TASK BRIEF » In the article below on safe drug use during festival season, what share of users chose the drug-disposal services at drug-testing tents at a UK festival in July 2016?

EXCERPT PROVIDED »
↓↓↓
Safe Drug Use During Festival Season

Written By: Mica Cruz

The bass is pumping, and your crew are hyped–it’s festival season.

Festivals have been a part of human culture for millennia, but some would argue that the counterculture of massive music festivals was introduced to popular culture and mainstream consciousness during New York State’s Woodstock festival in 1969. Thirty-two acts performed on stage for three days, promoting peace, love and music. Although what that counterculture promoted was beautiful and full of hope, one can’t deny that drugs have always been a big part of the music festival movement, and that’s something that we still carry with us in today’s music festivals. 

For years, illegal substances have been smuggled into these events in creative ways. The prohibition of these substances has created a dark cloud, resulting in a lack of understanding and safe practices. Because substances like MDMA or LSD are illegal, festival-goers are less likely to ask for help when they are in danger, for fear of going to jail. This fear and lack of information result in more cases of deadly overdoses, which are reported at different music festivals all over the globe.

Whether the government likes it or not, people are taking drugs at music festivals. And due to the string of overdose cases at music festivals around the world, some groups are fighting for pill testing, which would allow festival-goers to test the contents or even the potency of the drugs they are planning on taking. While some say that pill testing promotes drug use, advocates argue that they will only be testing drugs that festival-goers have already smuggled in and are already planning on using. So, if they’re already 100 percent sure they’ll be taking the drug, pill testing is the last line of defense, giving festival-goers the opportunity to find out what’s in their drug and make an informed decision whether or not they will still take it, or choose to dispose of it if they find out that it’s not what they’re expecting. One study showed that one out of five users utilized the drug-disposal services at drug-testing tents at a UK festival in July 2016, after they learned that something was not what they had expected. This resource is significant because that kind of informed decision-making impacts the number of highly dangerous drugs on festival grounds. If these dangerous drugs were sold on-site, the pill-testing organizations can move with urgency and work with law enforcement to remove the drugs from the site.
↑↑↑
DATA SECTION »
↓↓↓
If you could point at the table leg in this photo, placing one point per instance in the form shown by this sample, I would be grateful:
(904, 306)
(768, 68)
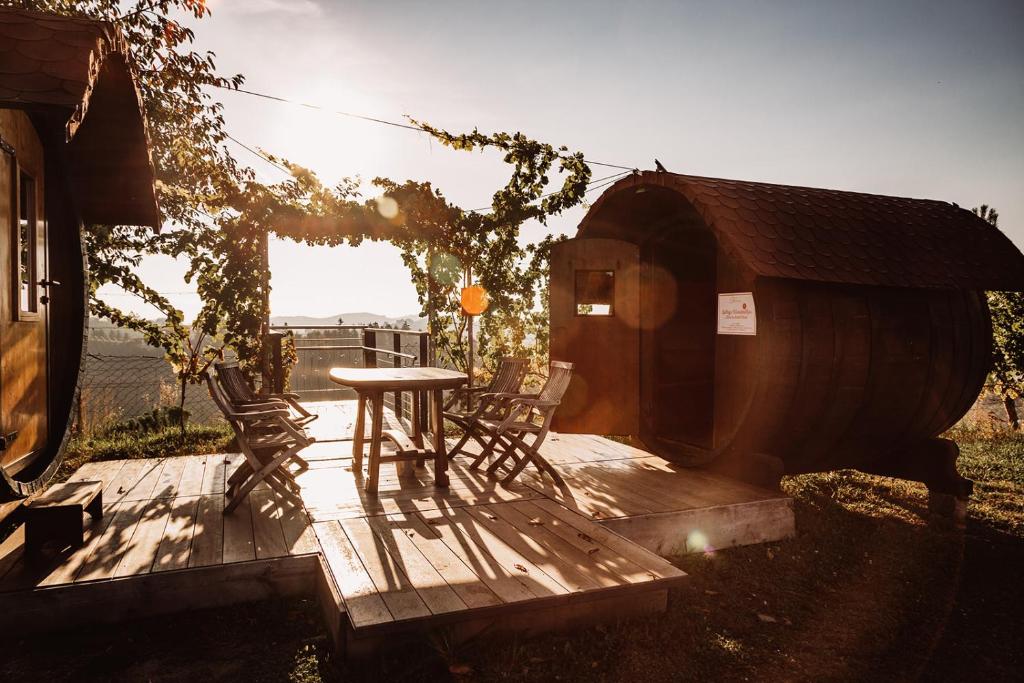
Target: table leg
(360, 426)
(374, 468)
(440, 447)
↑↑↑
WRITTEN ANSWER » One out of five users.